▶ [Directions]:
Turn the lines of the records into a Markdown table, starting with the line that contains "Agricultural drone survey: scan the aerial photo for stack" and going on through the line that contains "101, 0, 288, 354". Use the columns Row and Line, give each row a number, and leave out blank lines.

▶ [Working data]:
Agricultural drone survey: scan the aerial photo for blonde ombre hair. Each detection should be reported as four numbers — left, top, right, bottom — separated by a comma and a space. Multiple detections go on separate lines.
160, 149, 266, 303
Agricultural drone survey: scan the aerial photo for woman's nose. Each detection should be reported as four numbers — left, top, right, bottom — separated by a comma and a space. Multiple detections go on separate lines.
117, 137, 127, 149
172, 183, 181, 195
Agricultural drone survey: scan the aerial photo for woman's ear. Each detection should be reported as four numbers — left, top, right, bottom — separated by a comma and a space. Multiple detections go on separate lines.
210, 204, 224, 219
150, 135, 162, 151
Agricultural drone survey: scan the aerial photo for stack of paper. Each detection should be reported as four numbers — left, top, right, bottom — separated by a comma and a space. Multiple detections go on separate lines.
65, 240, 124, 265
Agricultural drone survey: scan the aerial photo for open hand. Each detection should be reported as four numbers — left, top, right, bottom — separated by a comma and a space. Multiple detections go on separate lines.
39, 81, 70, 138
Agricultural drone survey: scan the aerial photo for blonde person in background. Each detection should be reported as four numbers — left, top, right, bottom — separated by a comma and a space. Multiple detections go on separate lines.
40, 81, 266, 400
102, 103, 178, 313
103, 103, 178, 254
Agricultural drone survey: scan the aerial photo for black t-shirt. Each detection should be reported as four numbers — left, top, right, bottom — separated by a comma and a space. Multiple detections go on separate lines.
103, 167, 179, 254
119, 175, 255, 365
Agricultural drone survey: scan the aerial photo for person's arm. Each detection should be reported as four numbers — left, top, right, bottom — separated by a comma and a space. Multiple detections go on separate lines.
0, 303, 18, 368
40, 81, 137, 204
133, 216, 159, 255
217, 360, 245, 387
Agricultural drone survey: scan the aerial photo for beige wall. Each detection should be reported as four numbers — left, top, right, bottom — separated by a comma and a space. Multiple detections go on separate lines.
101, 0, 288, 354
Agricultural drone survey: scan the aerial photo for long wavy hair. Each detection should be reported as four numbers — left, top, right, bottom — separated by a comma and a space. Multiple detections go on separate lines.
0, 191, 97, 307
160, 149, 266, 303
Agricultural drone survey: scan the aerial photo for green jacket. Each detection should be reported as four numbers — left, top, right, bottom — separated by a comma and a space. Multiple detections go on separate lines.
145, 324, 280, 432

▶ [Correct answer]:
| Row | Line |
|---|---|
| 1 | Agricultural drone survey: scan the aerial photo for stack of paper. Each detection should be reported as four numbers — left, top, right, bottom — separated by a comma and a space. Multiple detections go on separate lines. |
| 2 | 65, 240, 124, 265 |
| 3 | Agricultural drone survey: scan the aerial photo for open hand. Each detection should be reported as four numbers — left, top, right, bottom — separated by a comma and a space. Multiple detections go on separate lines. |
| 4 | 39, 81, 70, 138 |
| 5 | Agricultural drone survey: scan the aerial photo for blonde person in background. Each detection should be reported as four numbers — left, top, right, bottom — separated by a comma and a space. Multiple detections go on separate lines. |
| 6 | 40, 81, 266, 400 |
| 7 | 102, 103, 178, 313 |
| 8 | 103, 103, 178, 254 |
| 9 | Agricultural drone survey: scan the aerial photo for black t-shirt. Each detection should be reported as four numbers — left, top, right, bottom — separated by a comma and a space. Multiple detections go on separate lines. |
| 10 | 103, 167, 179, 254 |
| 11 | 119, 175, 255, 365 |
| 12 | Agricultural drone survey: scan the aerial photo for person's arm. Each detection should be reported as four numbers — left, top, right, bottom — separated by a comma and a space. Multiple detections go on separate lines. |
| 13 | 0, 303, 18, 368 |
| 14 | 40, 81, 137, 204 |
| 15 | 133, 216, 159, 255 |
| 16 | 217, 360, 245, 387 |
| 17 | Agricultural drone survey: scan the aerial photo for beige wall. Each detection should be reported as four numbers — left, top, right, bottom — separated by a comma and a space. Multiple detections go on separate lines. |
| 18 | 101, 0, 288, 354 |